§ **Exercise goal**
Please list every sentence in the engine pre-heater post below that ends with a question mark, quoting each one word for word.

§ **Selected text**
◆ ◆ ◆ ◆
My 9A is my first airplane. Today, I pulled it out of its unheated hangar for my first cold weather start. It was a struggle, but eventually I got it started. I have an Earthx battery, and it performed well.

So, I think I should install an engine pre-heater, and it looks like the E-Z Heat from Aircraft Spruce is a reasonable choice. Not sure if the 440 with the 4"x4"x1/32" pad is what I should get or the 441 with the 3-7/8"x5"x1/32" pad.

Any thoughts? Other cold weather tips? Should it be on all the time, or can I use it on a timer to reduce energy costs? I'm located in the Vancouver BC area.

TiA

Mike
 
Engine oil heater

I have an EZ oil heater since 2005 on my IO-360 and it works well.
It heats the oil and the oilpan but it can´t heat the entire engine.
This means that the upper parts will be cold while the oilpan is warm.
If you leave it on 24/7 you may get water condensation in the upper parts
inside the engine. Not what you want.
I use the EZ heater below +5 C for 1 h.
If it gets below -0 C, for 2 h.
My experience is that cold wether, you need to prime more.
◆ ◆ ◆ ◆
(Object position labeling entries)

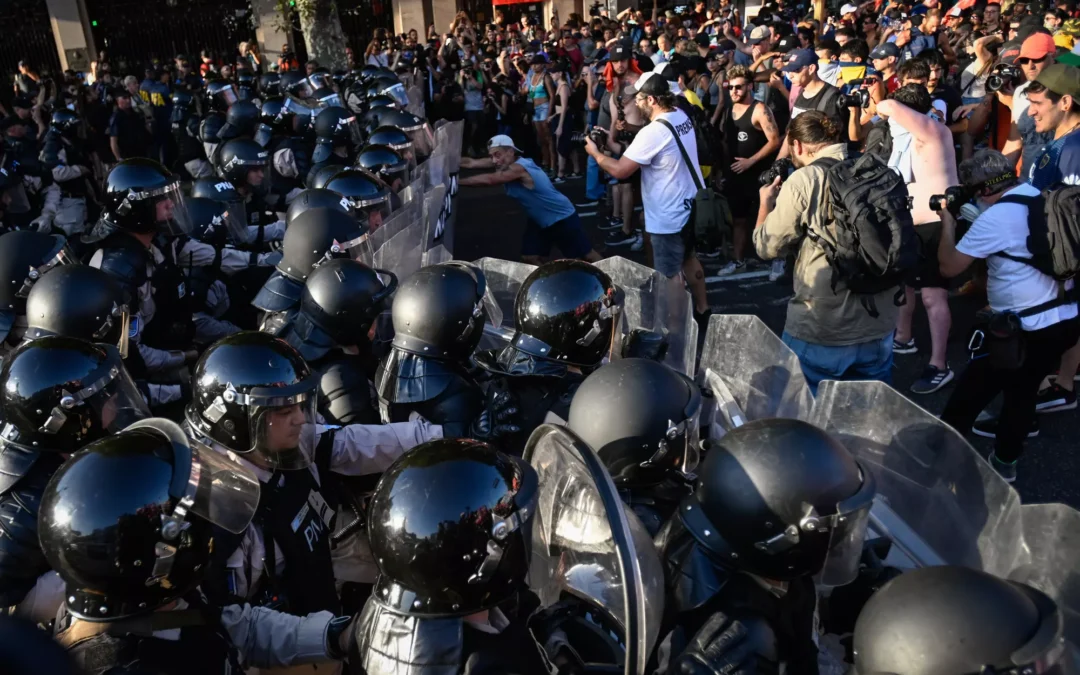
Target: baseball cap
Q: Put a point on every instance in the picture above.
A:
(799, 59)
(619, 52)
(885, 50)
(1038, 45)
(759, 34)
(652, 84)
(1061, 79)
(501, 140)
(786, 44)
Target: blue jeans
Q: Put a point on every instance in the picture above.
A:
(865, 361)
(594, 189)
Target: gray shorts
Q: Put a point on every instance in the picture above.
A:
(670, 252)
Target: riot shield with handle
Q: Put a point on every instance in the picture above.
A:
(751, 375)
(655, 304)
(589, 549)
(937, 501)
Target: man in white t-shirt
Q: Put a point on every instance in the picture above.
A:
(667, 184)
(1012, 286)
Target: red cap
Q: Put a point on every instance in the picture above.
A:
(1037, 45)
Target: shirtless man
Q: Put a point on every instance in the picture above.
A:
(625, 121)
(929, 166)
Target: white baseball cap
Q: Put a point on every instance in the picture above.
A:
(502, 140)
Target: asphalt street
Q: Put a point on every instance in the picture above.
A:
(489, 224)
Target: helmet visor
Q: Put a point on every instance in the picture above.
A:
(283, 428)
(170, 213)
(847, 530)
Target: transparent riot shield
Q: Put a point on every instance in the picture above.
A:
(586, 545)
(656, 304)
(937, 500)
(751, 374)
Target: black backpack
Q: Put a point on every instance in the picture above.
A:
(876, 245)
(1053, 223)
(709, 137)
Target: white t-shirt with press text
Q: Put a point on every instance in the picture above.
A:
(667, 187)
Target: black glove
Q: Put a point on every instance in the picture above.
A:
(727, 646)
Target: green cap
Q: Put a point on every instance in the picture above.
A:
(1061, 79)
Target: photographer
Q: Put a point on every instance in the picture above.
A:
(1014, 288)
(829, 331)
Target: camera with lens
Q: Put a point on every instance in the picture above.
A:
(781, 169)
(955, 197)
(858, 98)
(1003, 77)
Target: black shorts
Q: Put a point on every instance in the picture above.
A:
(928, 274)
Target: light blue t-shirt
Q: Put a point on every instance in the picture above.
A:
(543, 204)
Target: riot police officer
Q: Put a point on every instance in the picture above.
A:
(565, 319)
(255, 397)
(340, 301)
(68, 161)
(313, 237)
(25, 257)
(56, 394)
(778, 503)
(439, 318)
(132, 563)
(642, 417)
(959, 620)
(368, 197)
(449, 527)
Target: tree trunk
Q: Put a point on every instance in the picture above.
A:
(322, 32)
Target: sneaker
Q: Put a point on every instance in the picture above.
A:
(731, 268)
(1006, 470)
(1054, 399)
(932, 380)
(904, 348)
(988, 428)
(619, 238)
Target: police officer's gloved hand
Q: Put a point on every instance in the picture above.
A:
(725, 646)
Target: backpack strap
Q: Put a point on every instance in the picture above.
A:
(686, 158)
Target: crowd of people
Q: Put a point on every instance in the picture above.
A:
(231, 441)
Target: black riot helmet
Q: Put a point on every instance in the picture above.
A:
(439, 312)
(25, 257)
(270, 84)
(80, 301)
(238, 157)
(640, 417)
(240, 120)
(566, 311)
(142, 196)
(320, 234)
(387, 163)
(340, 300)
(253, 394)
(65, 122)
(782, 499)
(127, 521)
(220, 95)
(449, 527)
(59, 393)
(321, 174)
(367, 196)
(956, 621)
(339, 126)
(315, 198)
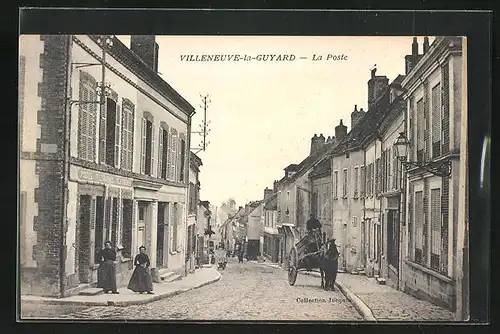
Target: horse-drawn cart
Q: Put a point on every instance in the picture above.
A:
(305, 256)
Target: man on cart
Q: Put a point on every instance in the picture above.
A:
(221, 257)
(314, 233)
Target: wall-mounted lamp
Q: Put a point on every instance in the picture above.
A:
(439, 168)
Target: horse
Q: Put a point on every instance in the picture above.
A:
(329, 263)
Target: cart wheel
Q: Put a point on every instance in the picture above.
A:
(292, 267)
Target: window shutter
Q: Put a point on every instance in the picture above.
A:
(183, 160)
(131, 131)
(92, 124)
(83, 120)
(102, 132)
(118, 126)
(179, 153)
(152, 169)
(124, 138)
(143, 146)
(169, 155)
(160, 151)
(179, 211)
(173, 163)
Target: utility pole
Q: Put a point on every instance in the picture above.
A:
(204, 130)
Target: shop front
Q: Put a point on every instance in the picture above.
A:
(103, 212)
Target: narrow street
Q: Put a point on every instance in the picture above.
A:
(248, 291)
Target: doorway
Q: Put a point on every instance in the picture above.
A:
(363, 244)
(84, 239)
(344, 245)
(141, 225)
(162, 236)
(393, 239)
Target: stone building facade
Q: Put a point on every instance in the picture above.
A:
(96, 169)
(433, 242)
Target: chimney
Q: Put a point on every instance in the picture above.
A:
(412, 60)
(356, 116)
(317, 143)
(146, 48)
(426, 44)
(340, 131)
(377, 85)
(267, 193)
(414, 47)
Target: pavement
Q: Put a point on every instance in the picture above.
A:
(246, 291)
(377, 302)
(199, 278)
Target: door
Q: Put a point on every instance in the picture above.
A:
(141, 226)
(363, 244)
(344, 245)
(393, 239)
(160, 235)
(84, 239)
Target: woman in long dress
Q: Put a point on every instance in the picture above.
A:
(141, 278)
(106, 274)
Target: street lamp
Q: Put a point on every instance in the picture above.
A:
(439, 168)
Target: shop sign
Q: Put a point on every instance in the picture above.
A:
(99, 177)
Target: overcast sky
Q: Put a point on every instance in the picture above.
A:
(263, 114)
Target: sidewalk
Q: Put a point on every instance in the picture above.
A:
(382, 303)
(199, 278)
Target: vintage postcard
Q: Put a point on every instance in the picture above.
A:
(243, 178)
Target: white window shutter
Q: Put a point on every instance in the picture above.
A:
(83, 123)
(179, 164)
(131, 131)
(152, 169)
(160, 151)
(143, 146)
(92, 125)
(118, 127)
(174, 155)
(124, 139)
(171, 225)
(102, 132)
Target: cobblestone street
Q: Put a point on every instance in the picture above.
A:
(248, 291)
(388, 304)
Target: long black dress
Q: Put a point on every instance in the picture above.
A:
(141, 278)
(106, 274)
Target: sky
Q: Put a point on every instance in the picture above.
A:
(263, 114)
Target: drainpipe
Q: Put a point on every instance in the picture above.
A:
(364, 211)
(187, 164)
(66, 148)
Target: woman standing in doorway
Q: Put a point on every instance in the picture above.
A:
(141, 278)
(106, 274)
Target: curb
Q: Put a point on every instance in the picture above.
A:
(125, 302)
(360, 306)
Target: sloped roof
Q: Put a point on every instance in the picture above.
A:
(196, 159)
(368, 126)
(134, 63)
(325, 166)
(399, 79)
(272, 202)
(308, 162)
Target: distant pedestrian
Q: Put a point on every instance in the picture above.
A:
(141, 280)
(313, 224)
(106, 274)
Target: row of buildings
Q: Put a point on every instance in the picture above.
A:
(104, 155)
(392, 191)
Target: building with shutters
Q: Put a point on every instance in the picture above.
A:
(272, 238)
(193, 222)
(294, 195)
(98, 167)
(435, 92)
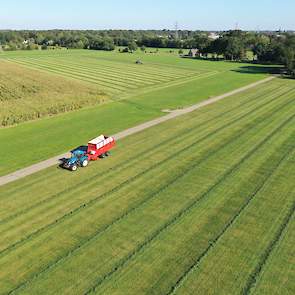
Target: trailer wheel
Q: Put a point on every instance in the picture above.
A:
(74, 168)
(85, 163)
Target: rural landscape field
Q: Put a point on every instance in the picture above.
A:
(143, 158)
(217, 179)
(115, 83)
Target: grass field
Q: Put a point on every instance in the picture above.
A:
(27, 95)
(200, 204)
(136, 94)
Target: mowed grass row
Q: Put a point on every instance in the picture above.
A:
(189, 245)
(277, 274)
(52, 209)
(248, 242)
(107, 74)
(195, 159)
(149, 95)
(130, 235)
(182, 130)
(38, 209)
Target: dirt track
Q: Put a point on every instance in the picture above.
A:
(56, 160)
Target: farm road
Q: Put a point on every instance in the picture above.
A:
(56, 160)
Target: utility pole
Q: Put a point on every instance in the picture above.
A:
(176, 31)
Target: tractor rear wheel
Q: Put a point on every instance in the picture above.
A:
(74, 168)
(85, 163)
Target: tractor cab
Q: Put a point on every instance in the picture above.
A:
(97, 148)
(78, 158)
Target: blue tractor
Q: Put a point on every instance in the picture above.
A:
(78, 158)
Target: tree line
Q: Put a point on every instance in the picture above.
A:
(267, 47)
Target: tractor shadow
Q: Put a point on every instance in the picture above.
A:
(257, 69)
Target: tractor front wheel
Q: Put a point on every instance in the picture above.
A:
(74, 168)
(85, 163)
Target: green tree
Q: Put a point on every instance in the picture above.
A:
(132, 46)
(143, 48)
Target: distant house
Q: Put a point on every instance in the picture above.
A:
(194, 53)
(213, 36)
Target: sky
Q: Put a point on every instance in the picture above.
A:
(148, 14)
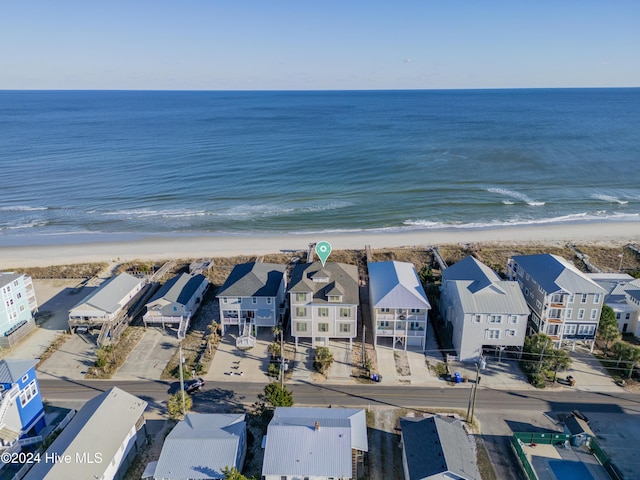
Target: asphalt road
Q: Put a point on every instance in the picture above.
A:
(235, 394)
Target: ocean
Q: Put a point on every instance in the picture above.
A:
(97, 163)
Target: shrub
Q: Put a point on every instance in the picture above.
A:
(323, 360)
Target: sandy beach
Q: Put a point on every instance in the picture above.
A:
(187, 246)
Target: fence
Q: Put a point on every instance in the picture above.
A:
(519, 439)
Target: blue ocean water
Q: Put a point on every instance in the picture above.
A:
(92, 162)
◆ ◆ ◆ ◆
§ **Task response**
- Any thoughts?
- Other cold weather tips?
- Should it be on all the time, or can I use it on a timer to reduce energy costs?